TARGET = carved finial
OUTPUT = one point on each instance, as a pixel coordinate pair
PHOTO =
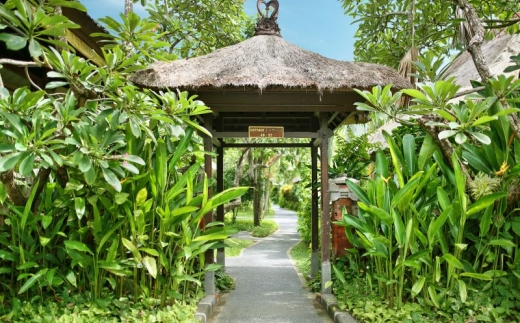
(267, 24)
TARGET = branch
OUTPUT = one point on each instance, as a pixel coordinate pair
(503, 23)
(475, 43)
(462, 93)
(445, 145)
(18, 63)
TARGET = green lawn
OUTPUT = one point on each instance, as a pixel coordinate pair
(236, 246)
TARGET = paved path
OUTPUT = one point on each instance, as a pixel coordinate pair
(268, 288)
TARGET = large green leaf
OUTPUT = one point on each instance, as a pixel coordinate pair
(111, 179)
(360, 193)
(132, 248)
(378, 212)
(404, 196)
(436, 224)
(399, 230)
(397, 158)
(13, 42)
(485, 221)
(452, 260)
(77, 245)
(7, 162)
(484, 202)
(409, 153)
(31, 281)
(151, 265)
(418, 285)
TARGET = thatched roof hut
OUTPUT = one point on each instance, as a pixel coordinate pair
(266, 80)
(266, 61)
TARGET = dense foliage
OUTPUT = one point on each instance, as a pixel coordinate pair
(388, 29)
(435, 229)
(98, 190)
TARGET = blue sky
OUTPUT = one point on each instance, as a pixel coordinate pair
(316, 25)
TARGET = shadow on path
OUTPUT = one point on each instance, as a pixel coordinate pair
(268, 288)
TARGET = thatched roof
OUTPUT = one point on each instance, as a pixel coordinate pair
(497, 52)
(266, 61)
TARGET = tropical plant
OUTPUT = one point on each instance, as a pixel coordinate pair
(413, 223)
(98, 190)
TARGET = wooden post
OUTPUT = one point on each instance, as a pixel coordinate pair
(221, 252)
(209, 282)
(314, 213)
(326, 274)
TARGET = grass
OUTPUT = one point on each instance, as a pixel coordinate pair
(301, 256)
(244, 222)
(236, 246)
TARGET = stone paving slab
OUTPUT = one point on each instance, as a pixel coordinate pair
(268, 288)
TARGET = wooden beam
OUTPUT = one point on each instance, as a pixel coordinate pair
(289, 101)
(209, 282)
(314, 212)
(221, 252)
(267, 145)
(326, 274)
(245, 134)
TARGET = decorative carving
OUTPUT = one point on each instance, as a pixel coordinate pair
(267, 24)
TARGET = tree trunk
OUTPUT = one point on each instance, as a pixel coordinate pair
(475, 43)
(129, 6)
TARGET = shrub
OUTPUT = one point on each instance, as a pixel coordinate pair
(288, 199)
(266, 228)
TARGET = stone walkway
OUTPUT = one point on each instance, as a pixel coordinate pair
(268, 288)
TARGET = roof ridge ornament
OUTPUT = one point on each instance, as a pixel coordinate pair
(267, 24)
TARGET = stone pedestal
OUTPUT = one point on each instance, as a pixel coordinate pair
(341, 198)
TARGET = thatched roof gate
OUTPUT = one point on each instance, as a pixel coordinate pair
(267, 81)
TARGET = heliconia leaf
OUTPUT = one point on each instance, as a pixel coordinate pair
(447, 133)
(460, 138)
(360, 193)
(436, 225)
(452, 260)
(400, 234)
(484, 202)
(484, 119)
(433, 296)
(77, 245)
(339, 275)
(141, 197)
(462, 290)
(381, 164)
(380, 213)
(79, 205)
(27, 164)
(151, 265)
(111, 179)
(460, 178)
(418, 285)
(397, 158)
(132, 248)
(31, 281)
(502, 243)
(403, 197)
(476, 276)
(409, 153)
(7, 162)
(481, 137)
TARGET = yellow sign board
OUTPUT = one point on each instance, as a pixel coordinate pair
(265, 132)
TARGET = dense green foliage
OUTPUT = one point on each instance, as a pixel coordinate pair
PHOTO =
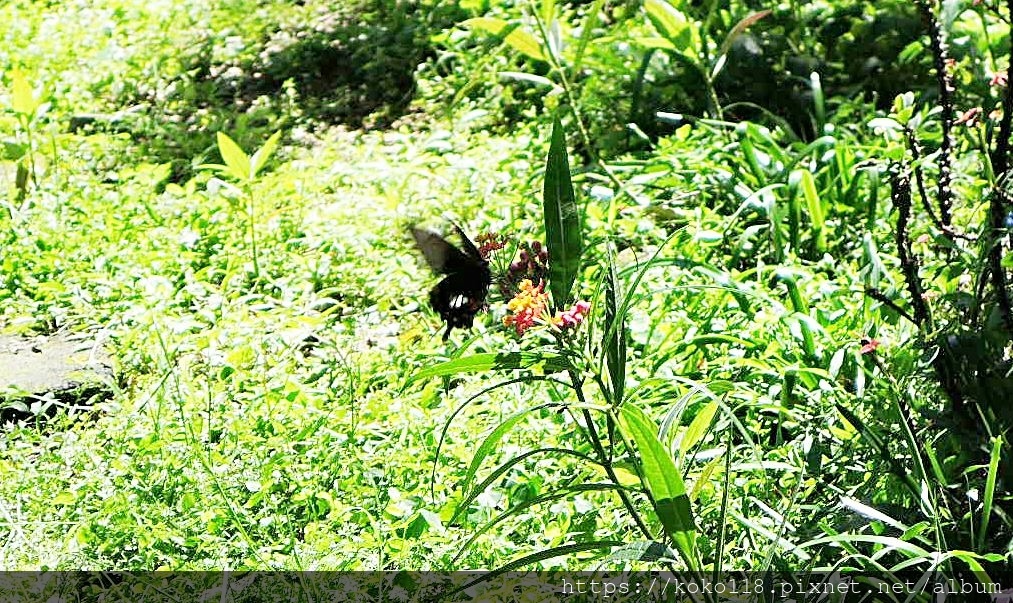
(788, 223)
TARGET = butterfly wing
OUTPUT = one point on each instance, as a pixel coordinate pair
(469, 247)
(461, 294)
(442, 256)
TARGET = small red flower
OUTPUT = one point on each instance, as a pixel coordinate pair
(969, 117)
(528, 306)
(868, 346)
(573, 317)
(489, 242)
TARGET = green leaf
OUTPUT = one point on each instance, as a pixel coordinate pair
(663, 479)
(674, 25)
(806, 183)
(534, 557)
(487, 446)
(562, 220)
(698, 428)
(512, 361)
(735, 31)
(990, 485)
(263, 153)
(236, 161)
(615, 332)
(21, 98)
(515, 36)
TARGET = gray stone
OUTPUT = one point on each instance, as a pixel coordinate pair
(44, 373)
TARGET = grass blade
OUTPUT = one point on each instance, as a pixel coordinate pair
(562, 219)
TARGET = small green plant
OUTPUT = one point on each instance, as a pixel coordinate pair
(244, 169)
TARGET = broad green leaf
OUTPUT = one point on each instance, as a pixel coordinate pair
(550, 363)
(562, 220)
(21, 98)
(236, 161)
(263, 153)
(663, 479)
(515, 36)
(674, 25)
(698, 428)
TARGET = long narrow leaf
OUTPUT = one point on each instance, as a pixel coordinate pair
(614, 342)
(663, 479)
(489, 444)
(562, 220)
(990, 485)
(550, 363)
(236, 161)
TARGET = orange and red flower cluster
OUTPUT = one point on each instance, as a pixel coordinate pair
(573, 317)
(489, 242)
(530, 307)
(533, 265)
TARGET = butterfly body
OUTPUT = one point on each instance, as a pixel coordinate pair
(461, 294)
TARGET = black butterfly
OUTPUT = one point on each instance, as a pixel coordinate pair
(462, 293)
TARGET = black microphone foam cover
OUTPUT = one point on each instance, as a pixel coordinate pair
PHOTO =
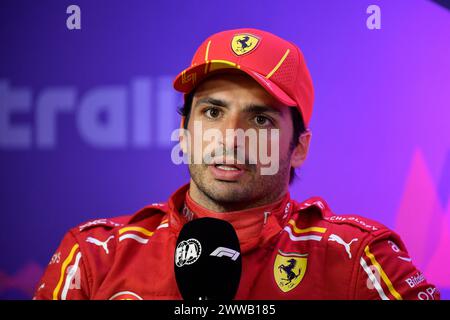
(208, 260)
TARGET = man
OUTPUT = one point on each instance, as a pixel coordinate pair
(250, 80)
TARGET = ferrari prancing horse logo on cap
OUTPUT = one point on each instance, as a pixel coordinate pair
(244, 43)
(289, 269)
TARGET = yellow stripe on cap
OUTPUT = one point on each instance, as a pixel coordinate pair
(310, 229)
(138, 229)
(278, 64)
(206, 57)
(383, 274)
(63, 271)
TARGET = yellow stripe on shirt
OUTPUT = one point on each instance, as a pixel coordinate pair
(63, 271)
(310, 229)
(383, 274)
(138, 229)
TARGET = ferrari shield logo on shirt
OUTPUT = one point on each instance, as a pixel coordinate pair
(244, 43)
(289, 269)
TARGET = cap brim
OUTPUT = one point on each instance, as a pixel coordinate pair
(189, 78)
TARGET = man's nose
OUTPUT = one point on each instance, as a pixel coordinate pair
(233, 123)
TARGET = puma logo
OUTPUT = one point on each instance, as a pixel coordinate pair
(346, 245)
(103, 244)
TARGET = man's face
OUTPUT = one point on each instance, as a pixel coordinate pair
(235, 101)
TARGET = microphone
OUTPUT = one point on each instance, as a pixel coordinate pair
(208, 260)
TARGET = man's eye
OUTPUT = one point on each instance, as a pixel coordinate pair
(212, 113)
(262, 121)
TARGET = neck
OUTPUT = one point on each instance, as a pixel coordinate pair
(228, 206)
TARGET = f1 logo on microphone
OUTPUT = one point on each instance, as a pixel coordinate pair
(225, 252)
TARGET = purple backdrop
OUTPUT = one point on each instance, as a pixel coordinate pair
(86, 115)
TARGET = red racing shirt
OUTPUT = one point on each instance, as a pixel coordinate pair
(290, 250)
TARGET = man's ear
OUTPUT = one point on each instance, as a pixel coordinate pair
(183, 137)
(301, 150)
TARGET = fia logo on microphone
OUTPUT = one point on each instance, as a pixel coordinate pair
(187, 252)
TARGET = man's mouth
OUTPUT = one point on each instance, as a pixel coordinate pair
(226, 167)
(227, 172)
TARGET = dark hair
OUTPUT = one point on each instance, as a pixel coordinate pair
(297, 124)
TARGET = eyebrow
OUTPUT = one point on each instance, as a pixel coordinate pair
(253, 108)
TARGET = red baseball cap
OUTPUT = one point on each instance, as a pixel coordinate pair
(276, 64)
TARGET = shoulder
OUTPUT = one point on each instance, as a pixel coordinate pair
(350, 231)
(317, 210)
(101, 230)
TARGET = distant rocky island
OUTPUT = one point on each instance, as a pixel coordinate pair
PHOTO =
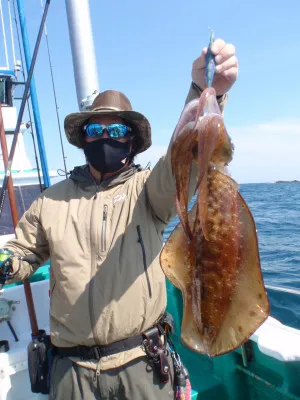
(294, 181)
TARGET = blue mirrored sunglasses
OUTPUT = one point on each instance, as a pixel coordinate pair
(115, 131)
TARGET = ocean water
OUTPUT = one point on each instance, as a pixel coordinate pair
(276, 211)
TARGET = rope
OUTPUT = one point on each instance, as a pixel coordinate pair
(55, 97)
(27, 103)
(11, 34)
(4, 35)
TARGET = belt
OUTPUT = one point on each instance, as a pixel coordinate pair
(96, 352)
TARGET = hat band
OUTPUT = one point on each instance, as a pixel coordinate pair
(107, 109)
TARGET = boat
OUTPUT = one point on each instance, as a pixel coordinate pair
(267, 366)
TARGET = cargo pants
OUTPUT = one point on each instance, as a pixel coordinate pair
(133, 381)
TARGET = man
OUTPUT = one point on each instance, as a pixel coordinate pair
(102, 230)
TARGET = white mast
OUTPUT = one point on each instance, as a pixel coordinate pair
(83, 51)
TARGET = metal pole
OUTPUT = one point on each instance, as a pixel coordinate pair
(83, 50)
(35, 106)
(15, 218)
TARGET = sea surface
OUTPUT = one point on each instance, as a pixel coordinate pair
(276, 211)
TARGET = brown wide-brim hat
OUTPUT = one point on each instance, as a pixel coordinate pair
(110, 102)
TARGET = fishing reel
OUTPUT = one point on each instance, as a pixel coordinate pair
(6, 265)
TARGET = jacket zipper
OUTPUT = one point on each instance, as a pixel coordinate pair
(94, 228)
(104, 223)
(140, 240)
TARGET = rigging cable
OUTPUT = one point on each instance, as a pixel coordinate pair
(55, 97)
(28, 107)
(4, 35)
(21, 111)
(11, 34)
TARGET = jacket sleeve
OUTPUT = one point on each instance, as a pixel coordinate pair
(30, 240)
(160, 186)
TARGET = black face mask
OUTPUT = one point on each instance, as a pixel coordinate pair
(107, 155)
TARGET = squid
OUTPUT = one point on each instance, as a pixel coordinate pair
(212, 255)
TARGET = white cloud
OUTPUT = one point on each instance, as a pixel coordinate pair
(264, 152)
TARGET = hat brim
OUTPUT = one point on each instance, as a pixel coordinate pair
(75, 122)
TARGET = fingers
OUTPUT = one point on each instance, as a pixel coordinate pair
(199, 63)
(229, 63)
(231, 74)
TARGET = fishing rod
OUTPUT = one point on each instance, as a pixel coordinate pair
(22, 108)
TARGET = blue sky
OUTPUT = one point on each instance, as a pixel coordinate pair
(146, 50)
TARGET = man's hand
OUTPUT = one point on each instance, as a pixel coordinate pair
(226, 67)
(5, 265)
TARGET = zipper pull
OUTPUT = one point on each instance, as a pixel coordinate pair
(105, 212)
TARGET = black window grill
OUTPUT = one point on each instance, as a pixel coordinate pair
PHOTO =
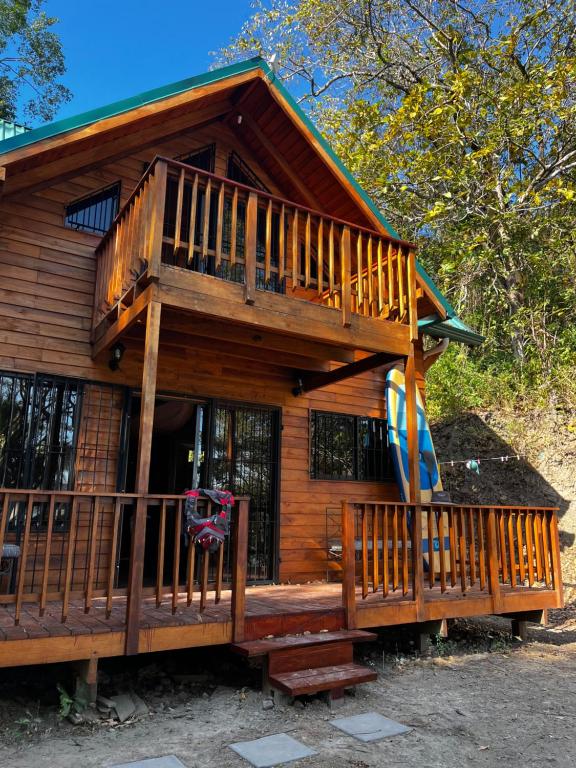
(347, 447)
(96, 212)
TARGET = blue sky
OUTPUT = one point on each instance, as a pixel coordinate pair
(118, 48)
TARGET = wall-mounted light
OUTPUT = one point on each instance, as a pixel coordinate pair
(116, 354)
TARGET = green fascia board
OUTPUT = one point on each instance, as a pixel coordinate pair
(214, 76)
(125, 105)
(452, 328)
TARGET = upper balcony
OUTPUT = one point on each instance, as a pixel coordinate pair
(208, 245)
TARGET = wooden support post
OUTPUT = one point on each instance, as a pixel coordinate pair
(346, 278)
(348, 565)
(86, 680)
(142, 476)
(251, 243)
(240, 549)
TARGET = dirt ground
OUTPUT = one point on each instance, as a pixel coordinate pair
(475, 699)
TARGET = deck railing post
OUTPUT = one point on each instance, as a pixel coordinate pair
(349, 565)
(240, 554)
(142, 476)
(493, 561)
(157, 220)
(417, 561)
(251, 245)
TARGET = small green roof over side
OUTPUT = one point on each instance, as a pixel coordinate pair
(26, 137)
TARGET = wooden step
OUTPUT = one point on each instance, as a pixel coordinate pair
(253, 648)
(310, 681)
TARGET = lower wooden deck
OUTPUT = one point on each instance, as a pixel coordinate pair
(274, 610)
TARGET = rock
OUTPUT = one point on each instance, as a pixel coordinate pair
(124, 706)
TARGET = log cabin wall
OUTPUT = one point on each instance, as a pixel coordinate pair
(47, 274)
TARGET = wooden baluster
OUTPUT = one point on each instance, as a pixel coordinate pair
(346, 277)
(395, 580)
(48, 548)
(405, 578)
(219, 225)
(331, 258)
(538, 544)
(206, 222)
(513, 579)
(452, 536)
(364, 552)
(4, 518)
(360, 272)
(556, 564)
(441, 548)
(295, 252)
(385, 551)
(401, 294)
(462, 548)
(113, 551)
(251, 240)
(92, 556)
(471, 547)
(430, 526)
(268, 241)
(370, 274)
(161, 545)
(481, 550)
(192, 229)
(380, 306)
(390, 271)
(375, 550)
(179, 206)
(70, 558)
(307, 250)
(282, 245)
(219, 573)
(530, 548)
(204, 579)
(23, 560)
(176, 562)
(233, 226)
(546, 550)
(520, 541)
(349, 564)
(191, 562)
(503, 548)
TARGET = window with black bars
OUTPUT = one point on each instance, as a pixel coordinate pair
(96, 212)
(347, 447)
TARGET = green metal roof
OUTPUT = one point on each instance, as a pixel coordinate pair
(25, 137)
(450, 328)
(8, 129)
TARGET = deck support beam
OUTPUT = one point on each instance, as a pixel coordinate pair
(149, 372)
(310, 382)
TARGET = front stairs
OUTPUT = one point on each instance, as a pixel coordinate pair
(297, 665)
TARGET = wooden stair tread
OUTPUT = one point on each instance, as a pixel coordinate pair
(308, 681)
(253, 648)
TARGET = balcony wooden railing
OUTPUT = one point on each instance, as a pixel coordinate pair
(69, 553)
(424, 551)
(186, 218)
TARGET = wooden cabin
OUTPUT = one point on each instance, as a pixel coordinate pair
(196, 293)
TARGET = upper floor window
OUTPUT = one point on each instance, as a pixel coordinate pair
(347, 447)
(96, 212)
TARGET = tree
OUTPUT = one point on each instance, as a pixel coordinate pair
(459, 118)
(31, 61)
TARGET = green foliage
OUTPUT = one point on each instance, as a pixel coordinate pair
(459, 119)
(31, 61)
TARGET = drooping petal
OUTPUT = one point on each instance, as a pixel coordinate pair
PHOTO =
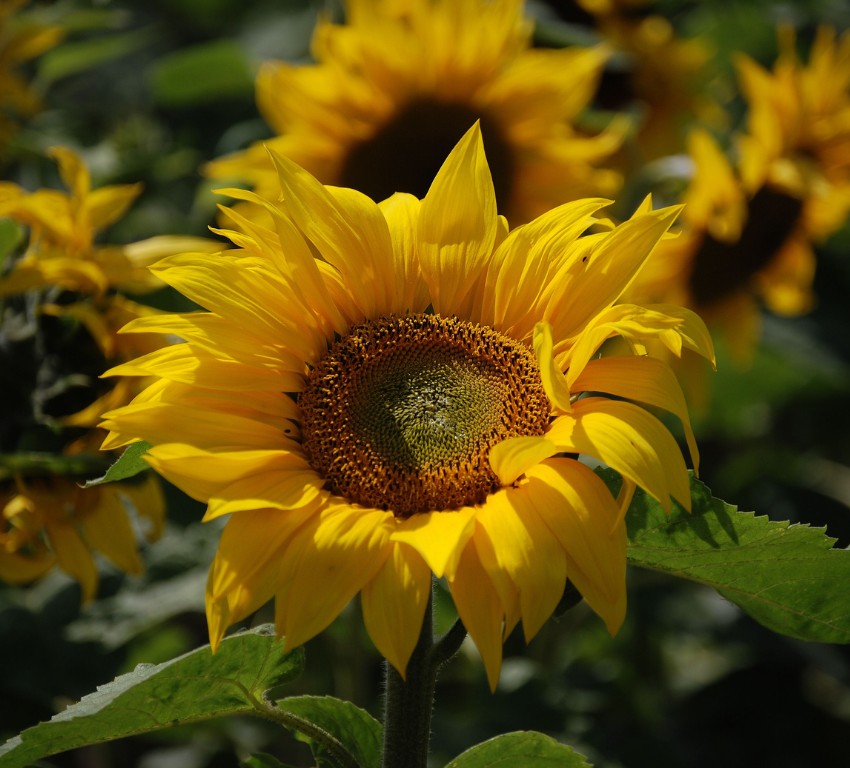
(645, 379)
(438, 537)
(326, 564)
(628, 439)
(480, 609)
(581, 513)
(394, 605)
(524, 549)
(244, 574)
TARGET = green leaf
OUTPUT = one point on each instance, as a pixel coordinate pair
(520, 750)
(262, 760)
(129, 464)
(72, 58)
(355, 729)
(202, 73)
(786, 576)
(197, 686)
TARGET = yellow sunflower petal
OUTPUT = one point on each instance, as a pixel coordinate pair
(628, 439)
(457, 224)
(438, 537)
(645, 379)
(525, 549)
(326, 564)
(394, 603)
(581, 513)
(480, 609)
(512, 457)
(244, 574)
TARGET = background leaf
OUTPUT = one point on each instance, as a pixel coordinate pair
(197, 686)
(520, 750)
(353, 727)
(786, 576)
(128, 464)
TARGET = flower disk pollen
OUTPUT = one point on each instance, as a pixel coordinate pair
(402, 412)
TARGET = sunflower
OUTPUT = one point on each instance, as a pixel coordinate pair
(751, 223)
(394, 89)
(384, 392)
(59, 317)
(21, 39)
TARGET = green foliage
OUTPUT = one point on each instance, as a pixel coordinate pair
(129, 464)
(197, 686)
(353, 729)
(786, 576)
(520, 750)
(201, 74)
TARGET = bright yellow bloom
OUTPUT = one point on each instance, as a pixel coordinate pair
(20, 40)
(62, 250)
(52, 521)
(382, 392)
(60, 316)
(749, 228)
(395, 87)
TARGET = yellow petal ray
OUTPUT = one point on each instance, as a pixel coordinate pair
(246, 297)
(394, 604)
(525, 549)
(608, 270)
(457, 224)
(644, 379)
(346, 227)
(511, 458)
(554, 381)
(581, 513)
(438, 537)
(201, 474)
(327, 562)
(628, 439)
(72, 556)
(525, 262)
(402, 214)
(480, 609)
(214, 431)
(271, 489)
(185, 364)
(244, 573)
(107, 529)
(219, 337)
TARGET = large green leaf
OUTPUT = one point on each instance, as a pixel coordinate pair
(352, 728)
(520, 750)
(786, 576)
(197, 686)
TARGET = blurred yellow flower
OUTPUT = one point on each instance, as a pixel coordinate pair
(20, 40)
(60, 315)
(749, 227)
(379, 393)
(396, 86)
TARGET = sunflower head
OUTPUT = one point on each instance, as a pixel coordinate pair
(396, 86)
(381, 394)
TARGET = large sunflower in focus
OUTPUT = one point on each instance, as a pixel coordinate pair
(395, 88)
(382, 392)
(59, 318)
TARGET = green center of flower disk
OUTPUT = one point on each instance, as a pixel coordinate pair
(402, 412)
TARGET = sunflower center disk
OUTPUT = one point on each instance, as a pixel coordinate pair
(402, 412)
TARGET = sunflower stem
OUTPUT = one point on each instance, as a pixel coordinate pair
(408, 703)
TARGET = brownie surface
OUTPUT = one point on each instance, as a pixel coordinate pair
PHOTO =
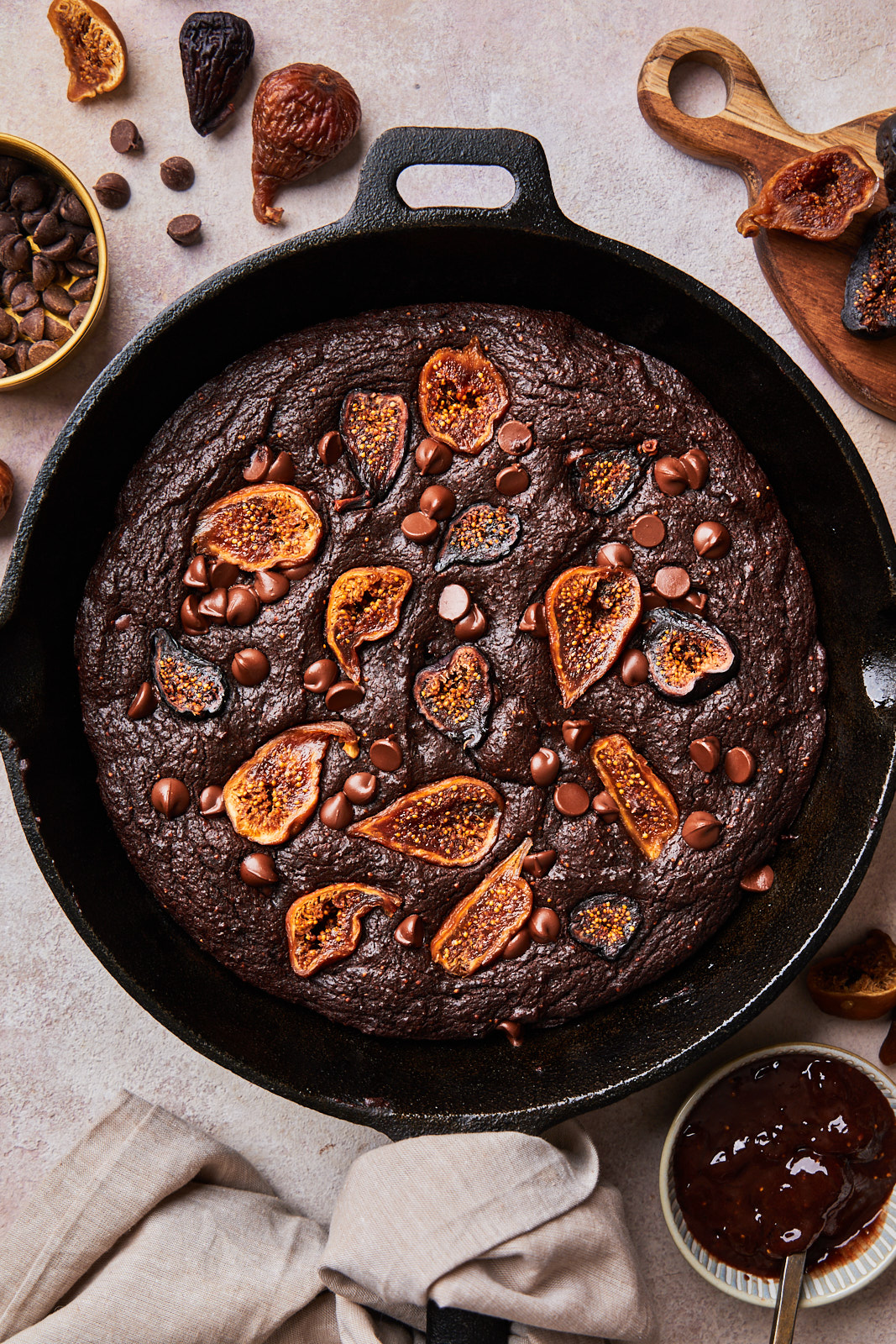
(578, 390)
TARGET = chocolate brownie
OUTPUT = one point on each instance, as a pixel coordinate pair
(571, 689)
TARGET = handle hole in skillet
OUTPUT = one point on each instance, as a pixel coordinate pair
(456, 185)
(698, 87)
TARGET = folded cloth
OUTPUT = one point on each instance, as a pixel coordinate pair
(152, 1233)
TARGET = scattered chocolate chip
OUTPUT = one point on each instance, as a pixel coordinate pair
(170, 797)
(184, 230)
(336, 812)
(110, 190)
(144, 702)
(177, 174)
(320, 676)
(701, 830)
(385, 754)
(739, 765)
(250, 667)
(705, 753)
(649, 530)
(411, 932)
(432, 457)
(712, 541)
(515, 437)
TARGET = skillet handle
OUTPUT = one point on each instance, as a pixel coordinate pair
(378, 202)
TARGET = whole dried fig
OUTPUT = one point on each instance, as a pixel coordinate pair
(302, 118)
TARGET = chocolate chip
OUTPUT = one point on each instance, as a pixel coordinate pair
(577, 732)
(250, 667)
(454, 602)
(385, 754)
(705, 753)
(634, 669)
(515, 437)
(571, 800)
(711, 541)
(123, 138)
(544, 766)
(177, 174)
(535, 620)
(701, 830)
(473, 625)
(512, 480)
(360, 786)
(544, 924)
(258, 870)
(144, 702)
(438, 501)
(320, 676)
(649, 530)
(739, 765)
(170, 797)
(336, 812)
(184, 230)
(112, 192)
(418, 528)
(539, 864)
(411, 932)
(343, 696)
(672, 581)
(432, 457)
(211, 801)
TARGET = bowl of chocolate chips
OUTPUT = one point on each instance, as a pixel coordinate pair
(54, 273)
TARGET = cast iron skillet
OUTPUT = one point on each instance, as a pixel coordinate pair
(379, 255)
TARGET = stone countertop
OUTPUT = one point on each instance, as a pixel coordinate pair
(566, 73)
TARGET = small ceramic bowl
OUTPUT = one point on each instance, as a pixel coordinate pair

→ GIVEN EXERCISE
Copy the records from the line with "TARGET = chocolate brownie" up to and including the line with "(152, 1233)", swapping "folded cloth" for "folded napkin" and leaving everything else unchanged.

→ CORRECT RESPONSE
TARGET = chocolate brownie
OUTPUT = one point on each instance, as a pixel coordinate pair
(571, 689)
TARGET = handle hole in skillet
OUTPUT = one point on each instance, as a pixel coordinate pair
(456, 185)
(698, 87)
TARGET = folded napkin
OUTPUT = one point on each instance, as a pixel coordinate pair
(152, 1233)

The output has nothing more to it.